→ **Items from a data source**
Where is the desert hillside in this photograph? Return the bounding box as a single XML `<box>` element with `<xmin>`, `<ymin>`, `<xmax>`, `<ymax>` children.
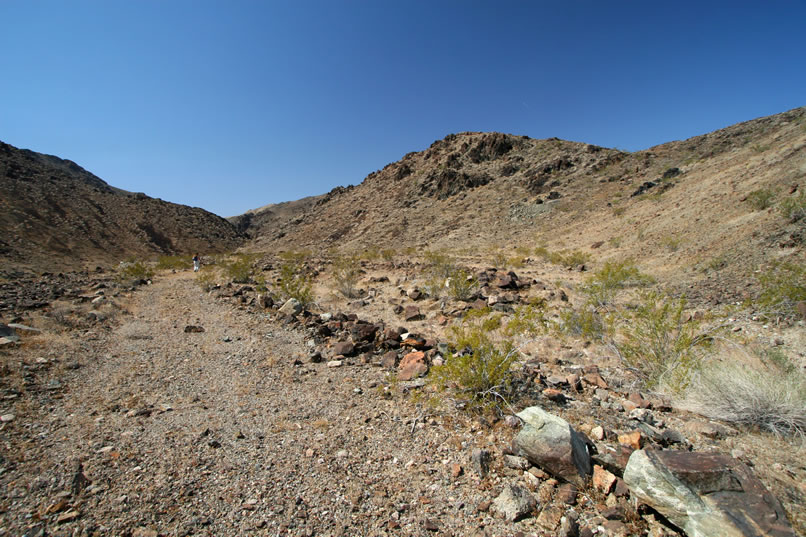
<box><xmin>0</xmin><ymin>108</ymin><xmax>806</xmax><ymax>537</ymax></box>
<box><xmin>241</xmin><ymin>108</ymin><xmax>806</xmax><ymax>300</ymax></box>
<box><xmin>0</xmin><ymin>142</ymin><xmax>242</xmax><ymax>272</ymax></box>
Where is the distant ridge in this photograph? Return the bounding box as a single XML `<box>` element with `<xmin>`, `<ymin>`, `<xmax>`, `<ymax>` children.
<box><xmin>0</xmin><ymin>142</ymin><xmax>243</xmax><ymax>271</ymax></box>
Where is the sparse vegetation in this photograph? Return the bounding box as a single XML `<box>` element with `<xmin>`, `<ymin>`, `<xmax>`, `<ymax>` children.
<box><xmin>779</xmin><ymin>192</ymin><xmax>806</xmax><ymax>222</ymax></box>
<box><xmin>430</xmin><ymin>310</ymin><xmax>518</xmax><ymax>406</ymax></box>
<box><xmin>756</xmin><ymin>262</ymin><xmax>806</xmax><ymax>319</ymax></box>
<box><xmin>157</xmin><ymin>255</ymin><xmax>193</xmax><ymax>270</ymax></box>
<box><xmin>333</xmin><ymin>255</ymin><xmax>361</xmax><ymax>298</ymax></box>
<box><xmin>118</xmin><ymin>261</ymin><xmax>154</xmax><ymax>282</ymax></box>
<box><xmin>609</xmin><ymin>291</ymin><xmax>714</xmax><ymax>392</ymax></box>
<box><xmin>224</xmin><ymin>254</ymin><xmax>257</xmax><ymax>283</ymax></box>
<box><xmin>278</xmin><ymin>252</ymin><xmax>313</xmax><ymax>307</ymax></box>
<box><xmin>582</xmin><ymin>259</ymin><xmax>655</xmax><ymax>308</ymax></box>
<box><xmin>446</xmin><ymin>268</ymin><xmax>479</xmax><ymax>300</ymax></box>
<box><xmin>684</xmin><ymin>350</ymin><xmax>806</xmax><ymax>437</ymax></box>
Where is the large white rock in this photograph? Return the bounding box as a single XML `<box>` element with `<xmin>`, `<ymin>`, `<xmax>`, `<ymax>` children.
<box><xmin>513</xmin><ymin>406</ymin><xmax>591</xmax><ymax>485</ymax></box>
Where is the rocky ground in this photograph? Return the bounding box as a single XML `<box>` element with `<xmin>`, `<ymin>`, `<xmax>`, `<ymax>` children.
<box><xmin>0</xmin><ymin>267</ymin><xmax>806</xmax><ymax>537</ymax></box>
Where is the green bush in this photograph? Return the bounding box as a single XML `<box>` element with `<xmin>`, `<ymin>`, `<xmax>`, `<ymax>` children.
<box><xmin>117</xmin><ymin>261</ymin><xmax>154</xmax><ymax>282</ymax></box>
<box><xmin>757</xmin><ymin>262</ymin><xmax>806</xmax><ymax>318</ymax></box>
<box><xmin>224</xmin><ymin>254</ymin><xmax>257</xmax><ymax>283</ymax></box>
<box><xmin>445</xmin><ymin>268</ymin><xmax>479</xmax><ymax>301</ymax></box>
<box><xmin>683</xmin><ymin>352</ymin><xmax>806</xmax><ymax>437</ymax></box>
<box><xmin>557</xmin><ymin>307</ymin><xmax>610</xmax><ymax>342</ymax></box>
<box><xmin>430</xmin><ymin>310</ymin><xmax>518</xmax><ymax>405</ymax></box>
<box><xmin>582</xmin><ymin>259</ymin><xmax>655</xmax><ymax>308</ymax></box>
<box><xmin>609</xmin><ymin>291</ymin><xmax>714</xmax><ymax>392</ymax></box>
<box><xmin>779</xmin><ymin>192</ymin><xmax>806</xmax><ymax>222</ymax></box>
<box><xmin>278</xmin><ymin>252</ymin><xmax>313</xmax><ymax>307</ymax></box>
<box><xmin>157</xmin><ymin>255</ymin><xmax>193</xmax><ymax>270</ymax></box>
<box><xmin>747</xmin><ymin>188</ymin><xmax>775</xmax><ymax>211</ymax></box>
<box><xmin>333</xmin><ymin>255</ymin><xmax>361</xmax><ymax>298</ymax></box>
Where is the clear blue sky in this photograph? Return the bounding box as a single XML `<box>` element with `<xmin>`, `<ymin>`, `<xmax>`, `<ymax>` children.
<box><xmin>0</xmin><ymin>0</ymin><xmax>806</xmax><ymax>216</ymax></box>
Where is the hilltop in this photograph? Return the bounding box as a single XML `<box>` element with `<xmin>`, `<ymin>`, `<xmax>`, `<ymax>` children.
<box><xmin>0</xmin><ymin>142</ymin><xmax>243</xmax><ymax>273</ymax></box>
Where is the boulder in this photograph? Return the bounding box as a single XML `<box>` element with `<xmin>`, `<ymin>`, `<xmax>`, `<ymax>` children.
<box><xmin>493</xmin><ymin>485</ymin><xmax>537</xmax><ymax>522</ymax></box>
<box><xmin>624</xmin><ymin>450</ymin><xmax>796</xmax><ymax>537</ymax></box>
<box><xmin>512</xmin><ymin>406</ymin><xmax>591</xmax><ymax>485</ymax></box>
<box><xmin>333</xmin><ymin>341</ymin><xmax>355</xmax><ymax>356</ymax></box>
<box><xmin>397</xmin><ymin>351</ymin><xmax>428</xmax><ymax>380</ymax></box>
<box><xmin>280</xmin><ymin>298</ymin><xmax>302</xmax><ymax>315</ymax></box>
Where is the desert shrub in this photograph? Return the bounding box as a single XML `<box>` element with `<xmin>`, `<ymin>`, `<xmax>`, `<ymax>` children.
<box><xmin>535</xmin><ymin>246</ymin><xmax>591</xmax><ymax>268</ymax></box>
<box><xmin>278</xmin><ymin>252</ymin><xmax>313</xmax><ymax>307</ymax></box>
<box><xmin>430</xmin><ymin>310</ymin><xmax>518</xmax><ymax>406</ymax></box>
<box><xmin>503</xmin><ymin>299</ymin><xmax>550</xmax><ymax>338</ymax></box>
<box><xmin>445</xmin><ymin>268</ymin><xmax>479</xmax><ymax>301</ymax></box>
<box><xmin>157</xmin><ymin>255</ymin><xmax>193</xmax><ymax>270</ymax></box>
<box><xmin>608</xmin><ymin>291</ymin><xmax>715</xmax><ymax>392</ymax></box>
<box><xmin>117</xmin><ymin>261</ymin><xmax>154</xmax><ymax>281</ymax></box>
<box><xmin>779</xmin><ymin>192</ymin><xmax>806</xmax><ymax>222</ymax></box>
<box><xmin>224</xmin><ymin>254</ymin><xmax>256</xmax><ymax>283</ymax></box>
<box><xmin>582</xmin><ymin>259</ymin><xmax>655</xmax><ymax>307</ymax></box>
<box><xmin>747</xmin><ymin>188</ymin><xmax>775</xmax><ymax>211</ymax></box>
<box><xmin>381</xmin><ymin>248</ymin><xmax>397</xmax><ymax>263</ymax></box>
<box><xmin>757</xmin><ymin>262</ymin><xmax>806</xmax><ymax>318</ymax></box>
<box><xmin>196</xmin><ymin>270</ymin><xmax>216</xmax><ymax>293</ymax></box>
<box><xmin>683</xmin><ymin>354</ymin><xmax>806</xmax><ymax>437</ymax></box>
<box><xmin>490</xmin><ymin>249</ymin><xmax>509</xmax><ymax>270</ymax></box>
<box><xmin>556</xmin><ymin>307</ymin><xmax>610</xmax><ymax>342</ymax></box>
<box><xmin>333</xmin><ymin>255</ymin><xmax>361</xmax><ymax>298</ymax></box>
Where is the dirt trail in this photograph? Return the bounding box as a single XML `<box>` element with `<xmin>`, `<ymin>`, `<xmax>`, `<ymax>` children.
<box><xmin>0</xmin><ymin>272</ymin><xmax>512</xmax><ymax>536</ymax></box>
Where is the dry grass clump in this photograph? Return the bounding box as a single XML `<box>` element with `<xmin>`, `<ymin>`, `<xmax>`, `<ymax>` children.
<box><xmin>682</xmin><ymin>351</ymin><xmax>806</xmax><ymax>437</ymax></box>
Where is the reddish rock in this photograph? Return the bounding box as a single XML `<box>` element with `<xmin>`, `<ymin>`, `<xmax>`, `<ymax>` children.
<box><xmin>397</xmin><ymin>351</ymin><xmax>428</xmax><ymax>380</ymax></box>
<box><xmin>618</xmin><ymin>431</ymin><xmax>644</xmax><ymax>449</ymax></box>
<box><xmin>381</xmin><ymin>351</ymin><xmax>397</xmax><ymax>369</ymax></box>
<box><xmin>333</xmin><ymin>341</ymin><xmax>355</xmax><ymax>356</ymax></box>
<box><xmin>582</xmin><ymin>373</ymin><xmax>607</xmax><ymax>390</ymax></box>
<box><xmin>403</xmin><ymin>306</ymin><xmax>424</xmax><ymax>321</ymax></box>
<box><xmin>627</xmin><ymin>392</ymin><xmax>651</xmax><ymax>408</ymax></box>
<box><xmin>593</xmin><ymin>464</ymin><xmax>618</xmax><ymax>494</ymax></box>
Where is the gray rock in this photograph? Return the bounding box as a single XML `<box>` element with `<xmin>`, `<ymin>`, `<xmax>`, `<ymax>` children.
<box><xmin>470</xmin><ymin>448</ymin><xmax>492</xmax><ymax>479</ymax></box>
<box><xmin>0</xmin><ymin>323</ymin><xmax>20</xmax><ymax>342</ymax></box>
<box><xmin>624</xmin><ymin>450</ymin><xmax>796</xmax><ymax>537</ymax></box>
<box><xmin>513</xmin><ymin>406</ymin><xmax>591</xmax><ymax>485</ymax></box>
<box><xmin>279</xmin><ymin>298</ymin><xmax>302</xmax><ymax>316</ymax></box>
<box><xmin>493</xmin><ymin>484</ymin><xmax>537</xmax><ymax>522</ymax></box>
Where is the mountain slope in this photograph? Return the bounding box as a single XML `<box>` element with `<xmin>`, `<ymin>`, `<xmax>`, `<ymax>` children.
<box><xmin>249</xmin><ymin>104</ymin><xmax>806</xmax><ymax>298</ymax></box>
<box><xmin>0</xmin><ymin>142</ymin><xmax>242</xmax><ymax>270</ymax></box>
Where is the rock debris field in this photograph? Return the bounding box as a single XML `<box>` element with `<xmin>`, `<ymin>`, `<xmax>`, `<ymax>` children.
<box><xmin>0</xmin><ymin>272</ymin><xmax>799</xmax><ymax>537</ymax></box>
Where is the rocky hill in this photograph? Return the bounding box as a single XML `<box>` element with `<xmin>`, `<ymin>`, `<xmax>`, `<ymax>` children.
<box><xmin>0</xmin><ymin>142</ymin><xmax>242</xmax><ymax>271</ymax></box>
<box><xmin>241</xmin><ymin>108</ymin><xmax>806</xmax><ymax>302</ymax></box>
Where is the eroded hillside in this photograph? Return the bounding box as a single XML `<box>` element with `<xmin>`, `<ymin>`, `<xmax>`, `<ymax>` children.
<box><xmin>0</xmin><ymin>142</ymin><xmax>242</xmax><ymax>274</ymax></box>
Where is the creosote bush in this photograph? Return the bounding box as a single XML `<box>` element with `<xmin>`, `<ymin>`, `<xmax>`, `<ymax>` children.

→ **Stated task**
Write out again, unchanged, every line from the line containing "Where is the gray" to the final line of the material above.

→ **Exercise result**
Where is the gray rock in this photograph? Return the bounding box as a single XML `<box>` element with `<xmin>`, `<ymin>`, `<xmax>`, `<ymax>` children.
<box><xmin>470</xmin><ymin>448</ymin><xmax>492</xmax><ymax>479</ymax></box>
<box><xmin>0</xmin><ymin>323</ymin><xmax>20</xmax><ymax>342</ymax></box>
<box><xmin>624</xmin><ymin>450</ymin><xmax>796</xmax><ymax>537</ymax></box>
<box><xmin>513</xmin><ymin>406</ymin><xmax>591</xmax><ymax>485</ymax></box>
<box><xmin>279</xmin><ymin>298</ymin><xmax>302</xmax><ymax>316</ymax></box>
<box><xmin>493</xmin><ymin>484</ymin><xmax>537</xmax><ymax>522</ymax></box>
Where is the mountain slope in this photograph? Return the bounding box as a single XML `<box>` element with `<xmin>`, `<ymin>`, `<xmax>`, `<ymax>` children.
<box><xmin>249</xmin><ymin>104</ymin><xmax>806</xmax><ymax>298</ymax></box>
<box><xmin>0</xmin><ymin>142</ymin><xmax>242</xmax><ymax>270</ymax></box>
Where is the rock debris field in this photograph? Return the bounding box as a single XML `<box>` element with `<xmin>`, `<ymin>`, `<xmax>`, `<ymax>` children.
<box><xmin>0</xmin><ymin>272</ymin><xmax>799</xmax><ymax>537</ymax></box>
Where is the rocky hill in this photograph? Return the bounding box as a single XML `<box>` element with `<xmin>`, `<ymin>`, `<xmax>`, `<ymax>` children.
<box><xmin>0</xmin><ymin>142</ymin><xmax>242</xmax><ymax>271</ymax></box>
<box><xmin>241</xmin><ymin>108</ymin><xmax>806</xmax><ymax>302</ymax></box>
Where is the eroded hillside in this photograph? Return the bounding box as a single XML `<box>` element with `<xmin>`, `<ymin>`, `<xmax>`, `<ymax>` children.
<box><xmin>0</xmin><ymin>142</ymin><xmax>242</xmax><ymax>274</ymax></box>
Where is the creosote bush in this photograph? Return the bounding box as a single XML `<box>` element with `<xmin>`, `<ymin>`, `<xmax>`, `<ymax>` children.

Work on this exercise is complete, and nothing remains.